* _STATED TASK_: Extract the full listing below without altering a single character.

* _INPUT ROWS_:
◇ ◇ ◇ ◇ ◇ ◇ ◇

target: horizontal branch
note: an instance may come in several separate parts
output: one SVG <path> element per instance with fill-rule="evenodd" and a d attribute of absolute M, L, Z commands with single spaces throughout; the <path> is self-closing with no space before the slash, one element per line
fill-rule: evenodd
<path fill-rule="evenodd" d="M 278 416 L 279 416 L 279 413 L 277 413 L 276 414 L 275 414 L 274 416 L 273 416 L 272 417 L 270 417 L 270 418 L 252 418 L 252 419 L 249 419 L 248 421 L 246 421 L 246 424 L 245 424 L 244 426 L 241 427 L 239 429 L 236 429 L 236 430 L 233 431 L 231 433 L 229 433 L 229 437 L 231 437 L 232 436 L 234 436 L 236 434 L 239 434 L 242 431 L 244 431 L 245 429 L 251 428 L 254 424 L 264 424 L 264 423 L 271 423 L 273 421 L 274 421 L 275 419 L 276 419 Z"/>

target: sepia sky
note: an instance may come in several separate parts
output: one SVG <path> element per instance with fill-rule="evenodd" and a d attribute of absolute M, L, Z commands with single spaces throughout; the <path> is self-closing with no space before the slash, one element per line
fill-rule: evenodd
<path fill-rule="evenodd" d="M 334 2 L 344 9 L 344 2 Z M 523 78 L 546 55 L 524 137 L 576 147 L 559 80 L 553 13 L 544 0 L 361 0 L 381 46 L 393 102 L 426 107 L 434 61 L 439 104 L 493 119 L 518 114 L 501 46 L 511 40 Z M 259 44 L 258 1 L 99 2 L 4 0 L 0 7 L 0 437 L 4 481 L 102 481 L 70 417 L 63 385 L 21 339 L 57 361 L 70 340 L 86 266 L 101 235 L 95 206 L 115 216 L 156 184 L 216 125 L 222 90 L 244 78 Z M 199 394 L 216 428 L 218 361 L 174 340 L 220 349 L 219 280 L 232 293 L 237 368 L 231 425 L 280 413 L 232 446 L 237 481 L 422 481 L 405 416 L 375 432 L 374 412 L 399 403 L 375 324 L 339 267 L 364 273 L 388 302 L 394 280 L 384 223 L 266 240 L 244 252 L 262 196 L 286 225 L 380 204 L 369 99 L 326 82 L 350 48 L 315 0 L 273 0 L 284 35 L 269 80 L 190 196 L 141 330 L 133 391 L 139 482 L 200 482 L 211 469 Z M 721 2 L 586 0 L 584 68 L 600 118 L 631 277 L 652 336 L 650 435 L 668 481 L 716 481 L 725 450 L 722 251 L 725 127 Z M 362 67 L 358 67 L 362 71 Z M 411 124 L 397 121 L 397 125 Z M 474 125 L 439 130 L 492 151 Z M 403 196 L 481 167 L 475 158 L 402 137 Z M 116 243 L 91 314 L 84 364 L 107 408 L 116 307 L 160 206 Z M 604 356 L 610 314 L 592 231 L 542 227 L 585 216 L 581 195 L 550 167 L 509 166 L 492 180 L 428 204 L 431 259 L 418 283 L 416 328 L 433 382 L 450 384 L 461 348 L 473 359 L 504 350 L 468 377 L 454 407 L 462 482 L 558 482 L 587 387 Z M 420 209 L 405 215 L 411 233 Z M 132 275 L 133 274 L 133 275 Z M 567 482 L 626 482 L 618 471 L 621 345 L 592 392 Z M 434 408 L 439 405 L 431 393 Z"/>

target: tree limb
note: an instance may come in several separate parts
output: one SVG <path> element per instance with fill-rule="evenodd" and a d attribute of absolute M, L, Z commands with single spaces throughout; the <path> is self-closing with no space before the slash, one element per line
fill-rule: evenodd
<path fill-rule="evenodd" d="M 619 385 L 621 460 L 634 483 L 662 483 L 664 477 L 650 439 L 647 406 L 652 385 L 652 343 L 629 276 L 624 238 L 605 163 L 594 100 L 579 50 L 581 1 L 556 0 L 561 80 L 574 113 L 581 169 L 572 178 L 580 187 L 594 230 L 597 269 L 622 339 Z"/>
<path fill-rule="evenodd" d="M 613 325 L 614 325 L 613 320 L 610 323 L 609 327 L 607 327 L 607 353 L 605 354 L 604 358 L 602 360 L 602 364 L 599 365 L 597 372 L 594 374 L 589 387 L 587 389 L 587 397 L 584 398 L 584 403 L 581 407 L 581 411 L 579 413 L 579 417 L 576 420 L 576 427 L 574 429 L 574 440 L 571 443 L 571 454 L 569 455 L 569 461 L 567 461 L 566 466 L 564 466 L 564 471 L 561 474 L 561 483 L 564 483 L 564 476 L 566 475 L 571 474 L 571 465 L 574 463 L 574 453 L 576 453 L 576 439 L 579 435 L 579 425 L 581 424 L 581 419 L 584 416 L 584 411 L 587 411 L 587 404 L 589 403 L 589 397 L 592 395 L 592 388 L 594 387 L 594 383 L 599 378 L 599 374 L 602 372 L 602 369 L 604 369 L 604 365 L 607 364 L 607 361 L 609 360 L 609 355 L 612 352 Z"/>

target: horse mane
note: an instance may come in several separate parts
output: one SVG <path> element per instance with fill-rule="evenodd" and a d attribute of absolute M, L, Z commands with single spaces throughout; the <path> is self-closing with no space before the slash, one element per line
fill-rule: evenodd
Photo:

◇ ◇ ◇ ◇ ◇ ◇ ◇

* _EXPECTED ANSWER_:
target: horizontal branch
note: an instance may come in several separate parts
output: one SVG <path> element per instance with fill-rule="evenodd" and a d attribute of absolute M, L, Z commands with single spaces throughout; the <path> is self-closing with no space before the slash, one element per line
fill-rule: evenodd
<path fill-rule="evenodd" d="M 278 416 L 279 416 L 279 413 L 277 413 L 276 414 L 275 414 L 274 416 L 273 416 L 272 417 L 270 417 L 270 418 L 252 418 L 252 419 L 249 419 L 248 421 L 246 421 L 246 424 L 245 424 L 244 426 L 241 427 L 239 429 L 236 429 L 236 430 L 233 431 L 231 433 L 229 433 L 229 437 L 231 437 L 232 436 L 234 436 L 236 434 L 239 434 L 242 431 L 244 431 L 245 429 L 251 428 L 254 424 L 264 424 L 264 423 L 271 423 L 273 421 L 274 421 L 275 419 L 276 419 Z"/>

target: sepia sky
note: an instance may come in several separate parts
output: one SVG <path> element per instance with fill-rule="evenodd" and a d attribute of absolute M, L, Z commands with single spaces throughout; the <path> is self-closing with no space before the slash, one element per line
fill-rule: evenodd
<path fill-rule="evenodd" d="M 334 2 L 344 9 L 344 2 Z M 523 78 L 546 55 L 524 137 L 576 147 L 559 80 L 553 13 L 544 0 L 361 0 L 381 46 L 393 102 L 426 107 L 434 61 L 439 104 L 493 119 L 518 114 L 501 46 L 511 40 Z M 259 44 L 258 1 L 99 2 L 4 0 L 0 7 L 0 437 L 4 481 L 102 481 L 70 417 L 63 385 L 21 339 L 57 361 L 70 340 L 86 266 L 101 235 L 95 206 L 115 216 L 156 184 L 216 125 L 222 90 L 244 78 Z M 199 394 L 216 428 L 218 361 L 174 340 L 220 349 L 219 280 L 232 293 L 237 368 L 231 425 L 280 413 L 232 446 L 237 481 L 422 481 L 405 416 L 375 432 L 374 412 L 399 403 L 375 324 L 339 267 L 364 273 L 388 302 L 394 280 L 384 223 L 266 240 L 244 252 L 262 196 L 286 225 L 380 204 L 369 99 L 326 82 L 350 48 L 315 0 L 273 0 L 284 35 L 269 80 L 190 196 L 141 330 L 133 391 L 139 482 L 200 482 L 211 469 Z M 721 2 L 586 0 L 584 68 L 600 118 L 631 277 L 652 336 L 650 435 L 668 481 L 716 481 L 725 450 L 722 251 L 725 127 Z M 362 67 L 358 67 L 362 71 Z M 411 124 L 397 121 L 397 125 Z M 474 125 L 439 130 L 492 151 Z M 403 196 L 481 167 L 475 158 L 402 137 Z M 116 243 L 91 314 L 84 364 L 107 408 L 116 307 L 160 206 Z M 604 356 L 610 314 L 592 231 L 542 227 L 585 216 L 581 195 L 550 167 L 509 166 L 492 180 L 428 204 L 431 259 L 418 283 L 416 328 L 433 382 L 450 384 L 461 348 L 473 359 L 504 350 L 468 377 L 454 407 L 462 482 L 558 482 L 587 387 Z M 420 209 L 405 215 L 411 233 Z M 132 275 L 133 274 L 133 275 Z M 567 482 L 626 482 L 618 471 L 621 345 L 592 392 Z M 434 408 L 439 405 L 431 393 Z"/>

target: tree limb
note: an instance may come in several separate parts
output: one SVG <path> element per instance with fill-rule="evenodd" and a d attribute of absolute M, L, Z commands with single spaces throughout; the <path> is self-closing with no space before the slash, one element per line
fill-rule: evenodd
<path fill-rule="evenodd" d="M 619 385 L 621 460 L 634 483 L 662 483 L 664 477 L 650 439 L 647 406 L 652 385 L 652 343 L 629 276 L 624 238 L 605 163 L 594 100 L 579 50 L 581 1 L 556 0 L 561 80 L 574 113 L 581 169 L 572 178 L 580 187 L 594 230 L 597 269 L 622 339 Z"/>
<path fill-rule="evenodd" d="M 613 325 L 614 325 L 613 320 L 610 323 L 609 327 L 607 327 L 607 353 L 605 354 L 604 358 L 602 360 L 602 364 L 599 365 L 597 372 L 594 374 L 589 387 L 587 389 L 587 397 L 584 398 L 584 403 L 581 407 L 581 411 L 579 413 L 579 417 L 576 420 L 576 427 L 574 429 L 574 440 L 571 443 L 571 454 L 569 455 L 569 461 L 567 461 L 566 466 L 564 466 L 564 471 L 561 474 L 561 483 L 564 483 L 564 476 L 566 475 L 571 474 L 571 465 L 574 463 L 574 453 L 576 453 L 576 439 L 579 435 L 579 425 L 581 424 L 581 419 L 584 416 L 584 411 L 587 411 L 587 404 L 589 403 L 589 397 L 592 395 L 592 388 L 594 387 L 594 383 L 599 378 L 599 374 L 602 372 L 602 369 L 604 369 L 604 365 L 607 364 L 607 361 L 609 360 L 609 355 L 612 352 Z"/>

target: horse mane
note: an instance may come in several separate parts
output: one SVG <path> element per instance with fill-rule="evenodd" and a d attribute of absolute M, L, Z commands with single spaces throughout; the <path> is self-closing with no space before the slash, one element per line
fill-rule: evenodd
Photo:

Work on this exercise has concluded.